THE EXERCISE
Set down the records once more, please, exactly and with the pictures left out.

MATERIALS PROVIDED
▼

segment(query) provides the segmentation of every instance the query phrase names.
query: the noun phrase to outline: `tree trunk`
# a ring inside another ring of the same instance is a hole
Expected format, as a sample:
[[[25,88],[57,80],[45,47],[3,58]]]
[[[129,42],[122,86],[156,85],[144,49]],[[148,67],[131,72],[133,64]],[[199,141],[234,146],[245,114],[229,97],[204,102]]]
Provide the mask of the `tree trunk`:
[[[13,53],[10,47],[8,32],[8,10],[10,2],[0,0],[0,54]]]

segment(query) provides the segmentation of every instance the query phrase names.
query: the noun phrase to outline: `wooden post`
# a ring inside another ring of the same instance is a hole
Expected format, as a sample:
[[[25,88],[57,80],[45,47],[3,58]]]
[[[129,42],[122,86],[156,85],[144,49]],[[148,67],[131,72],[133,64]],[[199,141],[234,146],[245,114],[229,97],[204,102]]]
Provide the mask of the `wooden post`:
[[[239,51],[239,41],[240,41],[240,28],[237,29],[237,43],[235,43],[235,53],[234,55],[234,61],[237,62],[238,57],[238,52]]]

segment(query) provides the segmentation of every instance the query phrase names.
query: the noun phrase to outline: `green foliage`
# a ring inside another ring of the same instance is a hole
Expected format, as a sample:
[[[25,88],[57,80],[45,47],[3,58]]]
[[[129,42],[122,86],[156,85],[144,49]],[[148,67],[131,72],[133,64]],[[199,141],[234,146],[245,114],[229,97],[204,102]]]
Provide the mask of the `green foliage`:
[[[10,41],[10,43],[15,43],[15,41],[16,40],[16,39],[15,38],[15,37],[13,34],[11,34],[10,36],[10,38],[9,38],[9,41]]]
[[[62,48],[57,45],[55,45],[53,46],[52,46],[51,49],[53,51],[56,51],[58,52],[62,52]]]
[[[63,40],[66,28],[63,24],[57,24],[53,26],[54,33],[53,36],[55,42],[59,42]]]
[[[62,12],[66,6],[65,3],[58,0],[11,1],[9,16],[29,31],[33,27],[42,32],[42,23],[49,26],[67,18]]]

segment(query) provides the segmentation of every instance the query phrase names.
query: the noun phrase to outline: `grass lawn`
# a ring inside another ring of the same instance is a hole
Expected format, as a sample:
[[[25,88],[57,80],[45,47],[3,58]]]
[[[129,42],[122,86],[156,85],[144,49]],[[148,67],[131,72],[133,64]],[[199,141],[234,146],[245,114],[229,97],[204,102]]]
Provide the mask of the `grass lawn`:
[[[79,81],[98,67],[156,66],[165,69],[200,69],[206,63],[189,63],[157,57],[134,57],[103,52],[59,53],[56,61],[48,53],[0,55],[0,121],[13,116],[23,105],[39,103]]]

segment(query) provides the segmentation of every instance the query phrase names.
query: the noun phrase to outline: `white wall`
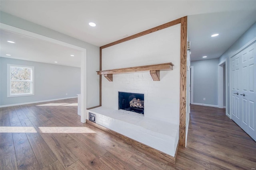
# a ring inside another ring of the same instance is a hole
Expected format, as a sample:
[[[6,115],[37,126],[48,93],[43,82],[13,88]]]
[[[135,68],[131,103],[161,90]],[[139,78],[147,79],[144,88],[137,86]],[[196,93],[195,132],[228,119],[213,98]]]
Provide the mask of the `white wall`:
[[[178,24],[102,50],[102,70],[171,62],[173,70],[149,71],[102,78],[102,106],[118,109],[118,92],[144,94],[144,116],[179,124],[180,25]]]
[[[218,59],[191,61],[194,66],[194,104],[218,106]]]
[[[100,48],[49,28],[1,12],[0,22],[33,33],[48,37],[86,49],[87,107],[99,104],[100,78],[96,71],[100,70]],[[93,98],[91,96],[93,96]]]
[[[230,82],[229,82],[229,57],[234,55],[235,52],[244,45],[255,37],[256,37],[256,22],[254,23],[249,29],[245,31],[219,58],[219,63],[222,61],[226,58],[228,59],[226,66],[227,68],[228,84],[229,85],[229,86],[228,86],[228,103],[226,104],[226,109],[228,109],[228,114],[230,112],[229,104],[230,102],[229,87],[230,86]]]
[[[80,68],[4,57],[0,61],[0,106],[76,97],[80,93]],[[7,97],[8,64],[34,66],[34,95]]]

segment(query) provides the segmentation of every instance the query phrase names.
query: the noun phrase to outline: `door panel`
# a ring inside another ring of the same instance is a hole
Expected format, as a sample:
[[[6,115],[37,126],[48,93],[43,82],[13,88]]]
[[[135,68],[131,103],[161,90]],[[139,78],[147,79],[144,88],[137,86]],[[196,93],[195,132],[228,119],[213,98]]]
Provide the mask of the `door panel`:
[[[256,49],[254,43],[230,60],[231,118],[255,141]]]

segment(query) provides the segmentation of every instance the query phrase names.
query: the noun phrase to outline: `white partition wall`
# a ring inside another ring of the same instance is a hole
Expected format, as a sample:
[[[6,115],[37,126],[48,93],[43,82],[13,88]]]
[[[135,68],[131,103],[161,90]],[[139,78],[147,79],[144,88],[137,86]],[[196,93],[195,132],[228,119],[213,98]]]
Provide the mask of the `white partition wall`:
[[[118,92],[144,94],[144,116],[179,123],[180,25],[154,32],[102,50],[102,70],[172,63],[173,70],[161,71],[160,81],[149,72],[103,78],[102,106],[118,109]]]

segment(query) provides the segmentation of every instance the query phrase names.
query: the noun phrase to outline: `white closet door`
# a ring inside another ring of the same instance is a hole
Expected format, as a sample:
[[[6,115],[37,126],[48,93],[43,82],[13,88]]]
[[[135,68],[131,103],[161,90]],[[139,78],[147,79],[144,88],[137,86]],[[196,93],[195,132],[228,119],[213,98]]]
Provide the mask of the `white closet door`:
[[[231,118],[255,141],[256,63],[256,43],[230,59]]]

▲

RESULT OF THIS EXERCISE
segment(query) provides the segmentation of every instance the query phrase names.
query: the noun phrase to outline: `tree trunk`
# a ring inside another ring of the same instance is a hole
Expected format, as a sample:
[[[25,88],[57,80],[45,47],[3,58]]]
[[[129,42],[122,86],[156,85],[144,49]],[[148,67],[131,72],[133,64]],[[199,141],[234,146],[245,114],[229,97],[204,102]]]
Provide the mask of the `tree trunk`:
[[[13,53],[10,47],[8,32],[8,10],[10,2],[0,0],[0,54]]]

segment(query) provides the segmentation of every instance the query phrase names.
query: the noun phrase to outline: `wooden post`
# a ring inside another ring of the same instance is a hole
Expected format, as a sample:
[[[25,88],[57,80],[45,47],[3,58]]]
[[[129,42],[122,86],[156,85],[144,49]],[[148,67],[131,72],[133,64]],[[199,141],[234,146],[245,114],[229,97],[204,102]]]
Provide the mask of the `wooden post`:
[[[239,51],[239,41],[240,41],[240,28],[237,29],[237,43],[235,43],[235,53],[234,55],[234,61],[237,62],[238,57],[238,52]]]

segment(query) provides the segmentation of every instance the query phrase names.
query: the noun phrase to outline: `green foliage`
# a ring inside another ring of the same instance is a hole
Expected format, as a sample:
[[[25,88],[57,80],[45,47],[3,58]]]
[[[129,42],[122,86],[156,85],[144,49]],[[148,67],[131,72],[133,64]],[[199,141],[234,146],[245,114],[229,97],[204,102]]]
Provide the mask of the `green foliage`:
[[[10,41],[10,43],[15,43],[15,41],[16,40],[16,39],[15,38],[15,37],[13,34],[11,34],[10,36],[10,38],[9,38],[9,41]]]
[[[62,48],[57,45],[55,45],[53,46],[52,46],[51,49],[53,51],[56,51],[58,52],[62,52]]]
[[[63,40],[66,28],[63,24],[57,24],[53,26],[54,33],[53,36],[55,42],[59,42]]]
[[[62,12],[66,6],[65,3],[58,0],[11,1],[9,16],[29,31],[33,27],[42,32],[42,23],[49,26],[67,18]]]

segment(query) provides the segmentation of every instance the query phrase names.
query: the noun phrase to outline: `grass lawn`
# a ring inside another ring of the same instance is a hole
Expected format, as a sample:
[[[25,88],[57,80],[45,47],[3,58]]]
[[[129,42],[122,86],[156,85],[144,49]],[[148,67],[131,72],[133,64]],[[199,141],[234,146],[245,114],[229,97],[204,102]]]
Provide the mask of the `grass lawn`:
[[[79,81],[98,67],[156,66],[165,69],[200,69],[206,63],[189,63],[157,57],[134,57],[103,52],[59,53],[56,61],[48,53],[0,55],[0,121],[13,116],[23,105],[39,103]]]

segment(query) provides the segmentation of every instance the query phrase names.
query: the noun phrase to outline: `white wall`
# a ring inside another ring of the same instance is a hole
Expected format, as a sample:
[[[6,115],[37,126],[48,93],[43,82],[13,88]]]
[[[135,68],[131,103],[161,90]],[[139,78],[147,79],[144,88],[137,86]],[[196,93],[195,132],[228,119],[213,98]]]
Provide the mask of the `white wall`:
[[[178,24],[102,50],[102,70],[171,62],[173,70],[149,71],[102,78],[102,106],[118,109],[118,92],[144,94],[144,116],[179,124],[180,25]]]
[[[218,59],[191,61],[194,66],[194,104],[218,106]]]
[[[100,48],[49,28],[1,12],[0,22],[33,33],[48,37],[86,49],[87,107],[99,104],[100,78],[96,71],[100,70]],[[93,98],[91,96],[93,96]]]
[[[230,82],[229,82],[229,57],[234,55],[235,52],[244,45],[255,37],[256,37],[256,22],[254,23],[249,29],[245,31],[219,58],[219,63],[222,61],[226,58],[228,59],[226,66],[227,68],[228,84],[229,85],[229,86],[228,86],[228,103],[226,104],[226,109],[228,109],[228,114],[230,112],[229,104],[230,102],[229,87],[230,86]]]
[[[80,68],[4,57],[0,61],[0,106],[76,97],[80,93]],[[7,97],[8,64],[34,66],[34,95]]]

segment(query) provides the segmentation of every instance the query phrase names.
query: the noun phrase to outline: `door panel`
# a ring inside another ring of the same instance is a hole
Expected format, as a sample:
[[[6,115],[37,126],[48,93],[43,82],[13,88]]]
[[[135,68],[131,103],[161,90]],[[139,78],[147,79],[144,88],[137,86]],[[196,93],[195,132],[228,119],[213,98]]]
Provide the mask of the `door panel`:
[[[256,49],[254,43],[230,60],[231,118],[255,141]]]

segment(query) provides the segmentation of every instance the query phrase names.
query: the noun phrase to outline: `white partition wall`
# a ring inside another ring of the same instance is a hole
Expected format, as a sample:
[[[6,115],[37,126],[48,93],[43,82],[13,88]]]
[[[135,68],[131,103],[161,90]],[[139,78],[147,79],[144,88],[137,86]],[[196,93],[195,132],[228,119],[213,98]]]
Provide the mask of the `white partition wall`:
[[[118,92],[144,94],[144,116],[179,123],[180,25],[154,32],[102,50],[102,70],[172,63],[173,70],[161,71],[160,81],[149,72],[103,78],[102,106],[118,109]]]

segment(query) provides the segmentation of every instance the query phrase names.
query: the noun phrase to outline: `white closet door`
# a ring inside another ring of the same instance is a hole
Expected format, as a sample:
[[[6,115],[37,126],[48,93],[43,82],[13,88]]]
[[[135,68],[131,103],[161,90]],[[139,78],[147,79],[144,88],[137,86]],[[196,93],[195,132],[228,119],[213,98]]]
Provide the mask of the `white closet door`:
[[[231,118],[255,141],[256,63],[256,43],[230,59]]]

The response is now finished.